» **WHAT THIS TASK INVOLVES**
Repeat the lines of the listing below exactly, starting at the line that contains "Expected: one point per instance of the roll" and running through the last line, both included, and only those.

» **RAW DATA**
━━━━━━━━━━━━━━━━━━━━

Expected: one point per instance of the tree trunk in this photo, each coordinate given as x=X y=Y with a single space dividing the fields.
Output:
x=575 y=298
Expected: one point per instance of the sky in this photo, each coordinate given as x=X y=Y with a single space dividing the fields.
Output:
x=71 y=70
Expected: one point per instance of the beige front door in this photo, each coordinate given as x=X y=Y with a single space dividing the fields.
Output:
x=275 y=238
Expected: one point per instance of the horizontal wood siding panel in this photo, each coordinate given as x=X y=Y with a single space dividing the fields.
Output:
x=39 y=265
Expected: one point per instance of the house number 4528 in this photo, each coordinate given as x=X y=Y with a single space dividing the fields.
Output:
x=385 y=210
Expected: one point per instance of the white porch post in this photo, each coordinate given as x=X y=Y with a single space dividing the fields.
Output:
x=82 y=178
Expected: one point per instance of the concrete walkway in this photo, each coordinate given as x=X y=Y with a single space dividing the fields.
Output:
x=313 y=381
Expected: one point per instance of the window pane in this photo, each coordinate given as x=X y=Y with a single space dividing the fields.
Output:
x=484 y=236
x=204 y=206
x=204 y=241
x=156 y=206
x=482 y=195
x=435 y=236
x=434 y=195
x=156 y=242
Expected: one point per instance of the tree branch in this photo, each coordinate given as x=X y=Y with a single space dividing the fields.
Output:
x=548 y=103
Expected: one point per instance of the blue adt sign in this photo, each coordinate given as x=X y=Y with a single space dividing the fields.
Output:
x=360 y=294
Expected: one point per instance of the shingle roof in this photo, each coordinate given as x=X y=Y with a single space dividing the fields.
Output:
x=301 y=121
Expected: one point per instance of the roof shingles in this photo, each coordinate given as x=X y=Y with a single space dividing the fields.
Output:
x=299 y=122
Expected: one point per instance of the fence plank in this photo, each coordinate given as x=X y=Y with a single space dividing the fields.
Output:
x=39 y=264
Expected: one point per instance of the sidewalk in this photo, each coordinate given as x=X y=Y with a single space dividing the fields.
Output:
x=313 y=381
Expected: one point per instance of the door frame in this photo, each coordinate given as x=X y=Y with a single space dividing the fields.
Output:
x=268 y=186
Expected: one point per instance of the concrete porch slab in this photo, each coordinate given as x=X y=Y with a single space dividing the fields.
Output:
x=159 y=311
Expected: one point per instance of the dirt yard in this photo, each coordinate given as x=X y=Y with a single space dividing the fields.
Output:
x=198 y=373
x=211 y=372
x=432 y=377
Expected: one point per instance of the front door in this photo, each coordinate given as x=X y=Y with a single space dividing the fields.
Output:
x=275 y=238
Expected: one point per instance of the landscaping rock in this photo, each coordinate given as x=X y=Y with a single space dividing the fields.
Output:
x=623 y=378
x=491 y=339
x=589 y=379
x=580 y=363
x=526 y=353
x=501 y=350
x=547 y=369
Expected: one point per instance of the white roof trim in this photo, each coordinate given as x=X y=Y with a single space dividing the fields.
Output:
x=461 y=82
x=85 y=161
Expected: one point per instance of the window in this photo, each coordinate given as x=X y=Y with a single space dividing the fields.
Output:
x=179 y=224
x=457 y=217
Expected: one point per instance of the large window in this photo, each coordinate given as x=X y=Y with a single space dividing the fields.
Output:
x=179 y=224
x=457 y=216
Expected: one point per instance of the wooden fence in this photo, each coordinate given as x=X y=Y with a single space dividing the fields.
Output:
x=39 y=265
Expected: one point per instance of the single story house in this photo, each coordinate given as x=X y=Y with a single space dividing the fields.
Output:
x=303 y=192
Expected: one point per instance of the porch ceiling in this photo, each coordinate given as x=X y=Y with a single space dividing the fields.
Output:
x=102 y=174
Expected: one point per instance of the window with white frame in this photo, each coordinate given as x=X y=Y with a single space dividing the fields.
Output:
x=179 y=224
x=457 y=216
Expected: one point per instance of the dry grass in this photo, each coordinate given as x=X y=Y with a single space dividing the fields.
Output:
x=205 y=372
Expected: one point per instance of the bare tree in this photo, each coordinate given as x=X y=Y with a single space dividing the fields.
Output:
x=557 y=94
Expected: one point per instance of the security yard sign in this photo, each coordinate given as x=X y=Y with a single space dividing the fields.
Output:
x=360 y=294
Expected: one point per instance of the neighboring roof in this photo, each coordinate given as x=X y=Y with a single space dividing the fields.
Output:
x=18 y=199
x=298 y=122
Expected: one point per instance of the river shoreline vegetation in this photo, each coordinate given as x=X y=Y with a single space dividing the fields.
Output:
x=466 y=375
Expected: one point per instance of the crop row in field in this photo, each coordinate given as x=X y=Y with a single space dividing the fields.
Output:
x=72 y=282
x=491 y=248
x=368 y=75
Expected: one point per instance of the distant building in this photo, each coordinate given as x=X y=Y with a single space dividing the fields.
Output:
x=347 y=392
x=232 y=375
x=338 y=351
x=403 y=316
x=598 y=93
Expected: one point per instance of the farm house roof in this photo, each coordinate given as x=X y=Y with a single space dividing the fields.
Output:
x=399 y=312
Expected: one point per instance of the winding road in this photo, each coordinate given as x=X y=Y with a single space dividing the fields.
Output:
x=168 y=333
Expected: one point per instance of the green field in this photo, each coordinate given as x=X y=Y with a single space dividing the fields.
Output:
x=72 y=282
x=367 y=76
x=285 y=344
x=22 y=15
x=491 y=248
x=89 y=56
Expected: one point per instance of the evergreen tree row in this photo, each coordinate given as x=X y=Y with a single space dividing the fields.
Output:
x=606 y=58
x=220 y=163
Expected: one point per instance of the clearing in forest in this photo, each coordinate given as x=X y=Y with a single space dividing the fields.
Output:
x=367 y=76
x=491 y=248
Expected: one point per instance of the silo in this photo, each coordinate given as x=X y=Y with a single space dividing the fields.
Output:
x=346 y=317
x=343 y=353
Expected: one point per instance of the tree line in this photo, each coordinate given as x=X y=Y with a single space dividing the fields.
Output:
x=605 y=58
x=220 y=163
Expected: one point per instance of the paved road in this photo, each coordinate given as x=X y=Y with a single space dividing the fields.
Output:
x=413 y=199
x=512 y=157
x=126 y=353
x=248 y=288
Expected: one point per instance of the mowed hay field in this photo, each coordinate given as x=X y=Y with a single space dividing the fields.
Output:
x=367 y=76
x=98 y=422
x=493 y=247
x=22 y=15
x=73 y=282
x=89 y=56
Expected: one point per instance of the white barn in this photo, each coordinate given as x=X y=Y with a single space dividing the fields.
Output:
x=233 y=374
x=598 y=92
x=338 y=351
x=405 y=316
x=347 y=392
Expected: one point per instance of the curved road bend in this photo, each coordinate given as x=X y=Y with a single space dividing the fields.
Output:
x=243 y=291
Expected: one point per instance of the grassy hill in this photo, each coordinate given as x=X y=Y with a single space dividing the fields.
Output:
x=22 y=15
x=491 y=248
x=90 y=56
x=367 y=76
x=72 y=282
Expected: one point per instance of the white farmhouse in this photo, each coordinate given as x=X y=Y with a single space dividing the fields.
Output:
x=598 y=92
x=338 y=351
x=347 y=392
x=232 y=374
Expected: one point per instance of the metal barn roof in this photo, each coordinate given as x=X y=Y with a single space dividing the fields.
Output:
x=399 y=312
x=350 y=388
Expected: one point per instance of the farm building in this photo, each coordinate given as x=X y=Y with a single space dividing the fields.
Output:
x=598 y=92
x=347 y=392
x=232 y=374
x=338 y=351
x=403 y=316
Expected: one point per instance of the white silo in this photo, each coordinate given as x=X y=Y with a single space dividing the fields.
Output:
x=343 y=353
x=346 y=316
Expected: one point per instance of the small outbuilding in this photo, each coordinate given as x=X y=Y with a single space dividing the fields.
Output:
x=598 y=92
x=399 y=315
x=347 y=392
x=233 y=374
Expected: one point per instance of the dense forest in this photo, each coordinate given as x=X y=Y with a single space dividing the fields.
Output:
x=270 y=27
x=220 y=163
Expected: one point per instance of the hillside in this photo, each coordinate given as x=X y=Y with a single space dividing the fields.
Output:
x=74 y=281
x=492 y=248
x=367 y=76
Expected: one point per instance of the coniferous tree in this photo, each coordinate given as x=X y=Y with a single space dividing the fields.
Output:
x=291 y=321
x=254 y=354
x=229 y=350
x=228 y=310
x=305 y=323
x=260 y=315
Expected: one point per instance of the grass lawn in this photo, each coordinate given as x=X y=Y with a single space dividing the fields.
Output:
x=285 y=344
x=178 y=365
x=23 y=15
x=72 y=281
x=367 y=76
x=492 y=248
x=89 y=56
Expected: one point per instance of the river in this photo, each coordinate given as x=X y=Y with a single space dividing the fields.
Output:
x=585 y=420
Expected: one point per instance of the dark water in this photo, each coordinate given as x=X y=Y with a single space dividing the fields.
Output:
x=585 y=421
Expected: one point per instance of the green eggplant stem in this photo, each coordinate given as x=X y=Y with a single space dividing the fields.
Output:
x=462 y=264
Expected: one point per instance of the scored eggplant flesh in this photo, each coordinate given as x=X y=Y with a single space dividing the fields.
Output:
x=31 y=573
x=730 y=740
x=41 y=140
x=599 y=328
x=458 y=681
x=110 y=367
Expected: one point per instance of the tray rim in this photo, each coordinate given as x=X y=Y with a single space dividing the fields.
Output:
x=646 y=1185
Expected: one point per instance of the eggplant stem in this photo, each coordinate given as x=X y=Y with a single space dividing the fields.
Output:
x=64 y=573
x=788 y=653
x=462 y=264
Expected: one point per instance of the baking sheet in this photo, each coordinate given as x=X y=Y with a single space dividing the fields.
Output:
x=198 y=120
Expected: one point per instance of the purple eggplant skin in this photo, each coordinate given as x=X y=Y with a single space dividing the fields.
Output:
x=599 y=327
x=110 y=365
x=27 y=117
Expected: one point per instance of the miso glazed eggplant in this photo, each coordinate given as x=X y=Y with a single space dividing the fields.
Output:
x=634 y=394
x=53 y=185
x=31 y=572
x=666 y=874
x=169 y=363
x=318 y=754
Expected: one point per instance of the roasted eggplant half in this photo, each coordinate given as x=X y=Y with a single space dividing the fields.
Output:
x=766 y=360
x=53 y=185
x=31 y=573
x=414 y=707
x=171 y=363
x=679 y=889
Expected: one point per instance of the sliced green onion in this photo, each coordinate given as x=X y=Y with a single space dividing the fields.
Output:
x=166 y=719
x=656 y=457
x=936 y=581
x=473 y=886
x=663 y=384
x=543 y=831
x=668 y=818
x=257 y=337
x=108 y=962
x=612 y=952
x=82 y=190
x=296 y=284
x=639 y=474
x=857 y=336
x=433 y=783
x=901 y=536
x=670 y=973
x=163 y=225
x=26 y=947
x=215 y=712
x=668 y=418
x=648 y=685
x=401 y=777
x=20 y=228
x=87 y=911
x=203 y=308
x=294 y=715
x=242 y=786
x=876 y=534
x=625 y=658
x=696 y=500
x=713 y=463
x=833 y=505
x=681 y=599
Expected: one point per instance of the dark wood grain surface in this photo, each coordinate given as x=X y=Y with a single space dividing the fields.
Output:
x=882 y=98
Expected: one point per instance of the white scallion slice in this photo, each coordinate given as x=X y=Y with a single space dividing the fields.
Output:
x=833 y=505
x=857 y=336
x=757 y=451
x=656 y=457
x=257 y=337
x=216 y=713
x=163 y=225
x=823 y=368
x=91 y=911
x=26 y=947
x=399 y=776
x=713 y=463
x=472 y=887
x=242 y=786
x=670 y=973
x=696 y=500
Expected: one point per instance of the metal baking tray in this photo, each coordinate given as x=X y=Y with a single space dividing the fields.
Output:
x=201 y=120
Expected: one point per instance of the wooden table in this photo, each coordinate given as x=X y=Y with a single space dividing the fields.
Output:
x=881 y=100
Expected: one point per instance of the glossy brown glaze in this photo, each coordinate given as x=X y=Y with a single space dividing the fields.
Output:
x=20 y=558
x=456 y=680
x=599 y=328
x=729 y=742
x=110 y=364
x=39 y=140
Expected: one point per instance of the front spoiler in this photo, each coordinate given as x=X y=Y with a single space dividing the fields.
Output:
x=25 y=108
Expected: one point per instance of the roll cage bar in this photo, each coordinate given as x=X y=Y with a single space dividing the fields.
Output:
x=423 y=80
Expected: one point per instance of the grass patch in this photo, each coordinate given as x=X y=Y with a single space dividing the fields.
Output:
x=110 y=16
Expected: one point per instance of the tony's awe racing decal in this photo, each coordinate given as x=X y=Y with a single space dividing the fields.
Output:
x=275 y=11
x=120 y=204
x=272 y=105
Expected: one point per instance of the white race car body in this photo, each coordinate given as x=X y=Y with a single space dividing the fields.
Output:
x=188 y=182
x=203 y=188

━━━━━━━━━━━━━━━━━━━━

» **ANSWER TO THIS PROBLEM**
Expected: one point per instance of the roll cage bar in this photo, each coordinate given as x=X y=Y with a single space dividing the fields.
Output:
x=423 y=80
Expected: one point per instance of the grass patch in this photo, each coordinate given as x=X y=Y with a single space dividing the fields.
Output:
x=110 y=16
Expected: one point per instance of the tony's awe racing decal in this photo, each coordinate given as x=X y=Y with a single space dividing the fields.
Output:
x=275 y=11
x=120 y=204
x=272 y=105
Expected: one point per instance of the white race car body in this photo, each coordinate given as x=X y=Y with a single space dividing the fields.
Output:
x=188 y=182
x=203 y=188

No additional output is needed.